It’s particularly interesting when you consider that state laws and queer spaces have increasingly recognized individuals’ right to privacy. Some U.S. states have “right of publicity” laws allowing people to sue for having their image shared based on two factors: first, whether any harm was caused by someone using their image or likeness without consent; and second, whether the person posting the image received some kind of benefit from doing so.
Though the laws differ (and are unequally applied) in every state, there’s also a growing recognition in queer spaces — like gay bars, Pride parades and other LGBTQ events — that not everyone wants to have their photo taken, either because of shyness or not being out to others.
In past years, events like QueerBomb Dallas, the city’s annual LGBTQ pride celebration, and GaymerX East, the annual LGBTQ gaming convention, have given attendees specially colored name tags signifying that, if they should appear in any photo, they’d prefer not to have their images published.
Here’s what a gay ethics professor thinks about posting pics of hot guys.
We asked a gay Associate Professor of ethics at a midwestern college (he’d like to remain anonymous due to working at a conservative school), what he thinks about posting pics of random guys online. He suggests three possible approaches for determining its ethics.
First, consider the utilitarian effect of posting such pics. That is, do the consequences of posting a hot guy’s picture bring about happiness or other good effects for the greatest number of people? This approach doesn’t care whether posting a hot guy’s pic is ethical in and of itself, but rather if doing so positively affects or, conversely, harms more people.

Action item A
Tally the lines of the records that contain the string "positive", and give only the number.

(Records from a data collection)
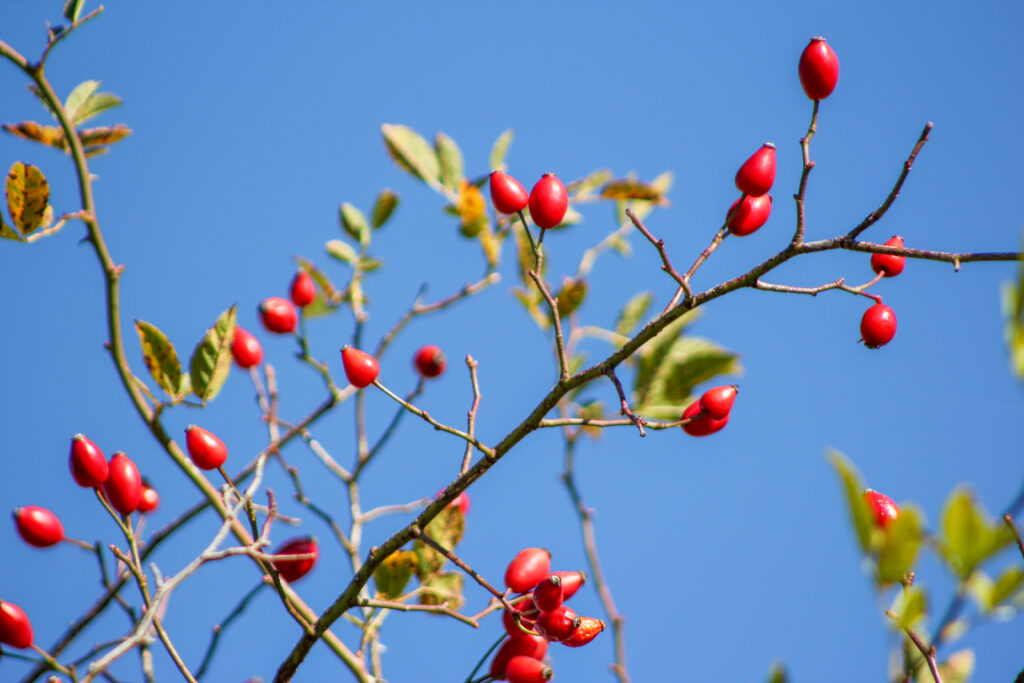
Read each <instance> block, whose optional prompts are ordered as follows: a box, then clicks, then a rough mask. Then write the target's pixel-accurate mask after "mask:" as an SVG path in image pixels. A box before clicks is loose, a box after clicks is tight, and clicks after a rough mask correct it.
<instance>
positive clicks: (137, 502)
mask: <svg viewBox="0 0 1024 683" xmlns="http://www.w3.org/2000/svg"><path fill="white" fill-rule="evenodd" d="M69 464H70V465H71V473H72V476H74V477H75V481H76V482H78V484H79V485H80V486H85V487H86V488H95V487H96V486H102V487H103V494H104V495H105V497H106V501H108V502H109V503H110V504H111V507H113V508H114V509H115V510H117V511H118V512H120V513H121V514H123V515H128V514H131V513H132V512H134V511H135V510H137V509H139V504H140V503H142V500H143V496H142V493H143V489H144V488H145V486H144V484H143V482H142V475H141V474H139V471H138V467H136V466H135V463H134V462H132V460H131V459H130V458H129V457H128V456H126V455H125V454H124V453H121V452H118V453H115V454H114V455H113V456H112V457H111V460H110V462H108V461H106V460H105V458H104V457H103V454H102V452H101V451H100V450H99V446H97V445H96V444H95V443H93V442H92V441H91V440H90V439H89V438H88V437H87V436H85V435H84V434H76V435H75V436H74V437H72V440H71V456H70V458H69ZM155 494H156V492H154V493H153V494H151V495H150V496H147V497H146V498H147V500H148V501H150V503H144V504H145V505H148V504H153V508H151V510H152V509H155V508H156V503H154V495H155ZM159 499H160V497H159V496H156V501H157V502H159ZM143 512H146V510H143Z"/></svg>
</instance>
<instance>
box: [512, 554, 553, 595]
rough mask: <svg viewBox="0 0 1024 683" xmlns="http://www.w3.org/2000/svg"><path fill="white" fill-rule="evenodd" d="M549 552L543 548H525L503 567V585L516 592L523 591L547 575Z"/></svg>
mask: <svg viewBox="0 0 1024 683" xmlns="http://www.w3.org/2000/svg"><path fill="white" fill-rule="evenodd" d="M550 568H551V553H549V552H548V551H546V550H545V549H544V548H526V549H525V550H521V551H519V554H518V555H516V556H515V558H513V560H512V561H511V562H509V566H508V568H507V569H505V585H506V586H508V587H509V588H511V589H512V590H513V591H514V592H516V593H525V592H526V591H528V590H530V589H531V588H534V587H535V586H537V584H538V583H539V582H540V581H541V580H542V579H544V578H545V577H547V575H548V570H549V569H550Z"/></svg>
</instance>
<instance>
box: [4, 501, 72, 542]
mask: <svg viewBox="0 0 1024 683" xmlns="http://www.w3.org/2000/svg"><path fill="white" fill-rule="evenodd" d="M14 525H15V526H17V532H18V533H19V535H20V536H22V538H23V539H24V540H25V542H26V543H27V544H29V545H30V546H35V547H36V548H49V547H50V546H53V545H56V544H58V543H60V541H62V540H63V525H62V524H61V523H60V520H59V519H57V516H56V515H55V514H53V513H52V512H50V511H49V510H47V509H46V508H41V507H39V506H38V505H27V506H25V507H24V508H16V509H15V510H14Z"/></svg>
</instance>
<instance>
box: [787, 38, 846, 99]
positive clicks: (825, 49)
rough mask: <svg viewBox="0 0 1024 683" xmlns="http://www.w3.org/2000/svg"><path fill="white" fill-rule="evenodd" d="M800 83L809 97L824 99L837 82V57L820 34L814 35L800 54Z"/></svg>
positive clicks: (834, 51) (817, 98) (838, 69)
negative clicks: (814, 35) (801, 53)
mask: <svg viewBox="0 0 1024 683" xmlns="http://www.w3.org/2000/svg"><path fill="white" fill-rule="evenodd" d="M797 71H798V73H799V74H800V85H802V86H804V92H806V93H807V96H808V97H810V98H811V99H824V98H825V97H827V96H828V95H830V94H831V91H833V90H835V89H836V83H838V82H839V57H838V56H836V52H835V51H833V48H830V47H829V46H828V43H826V42H825V39H824V38H822V37H821V36H814V37H813V38H811V42H810V43H808V45H807V47H805V48H804V52H803V54H801V55H800V65H799V66H798V68H797Z"/></svg>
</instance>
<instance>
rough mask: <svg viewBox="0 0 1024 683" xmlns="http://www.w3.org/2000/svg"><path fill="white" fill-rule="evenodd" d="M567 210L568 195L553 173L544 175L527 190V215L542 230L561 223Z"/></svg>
mask: <svg viewBox="0 0 1024 683" xmlns="http://www.w3.org/2000/svg"><path fill="white" fill-rule="evenodd" d="M568 208H569V195H568V193H567V191H566V190H565V185H563V184H562V181H561V180H559V179H558V178H557V177H556V176H555V174H554V173H545V174H544V175H543V176H541V179H540V180H538V181H537V184H536V185H534V189H531V190H529V215H530V217H531V218H532V219H534V222H535V223H537V226H538V227H540V228H543V229H548V228H551V227H554V226H555V225H557V224H558V223H560V222H562V218H564V217H565V212H566V211H567V210H568Z"/></svg>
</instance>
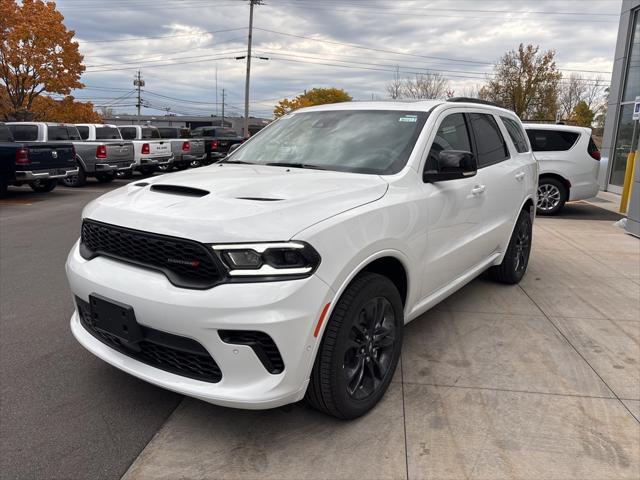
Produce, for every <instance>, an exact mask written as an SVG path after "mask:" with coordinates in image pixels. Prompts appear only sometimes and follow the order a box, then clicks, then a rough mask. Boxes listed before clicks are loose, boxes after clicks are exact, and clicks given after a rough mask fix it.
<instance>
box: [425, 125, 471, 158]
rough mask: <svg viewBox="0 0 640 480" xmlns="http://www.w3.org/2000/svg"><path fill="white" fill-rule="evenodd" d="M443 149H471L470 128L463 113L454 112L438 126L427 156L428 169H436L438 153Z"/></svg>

Action item B
Summarize the text on photo privacy in queer spaces in two sentences.

Exercise solution A
3

Exercise solution B
Some U.S. states have right-of-publicity laws that let people sue when their image is used without consent, and queer spaces such as gay bars, Pride parades and other LGBTQ events increasingly recognize that not everyone wants to be photographed. Events like QueerBomb Dallas and GaymerX East have given attendees colored name tags showing they prefer not to have their images published, and an anonymous gay ethics professor suggests three approaches to judging whether posting pictures of random guys is ethical, beginning with whether the consequences bring happiness or harm to the greatest number of people.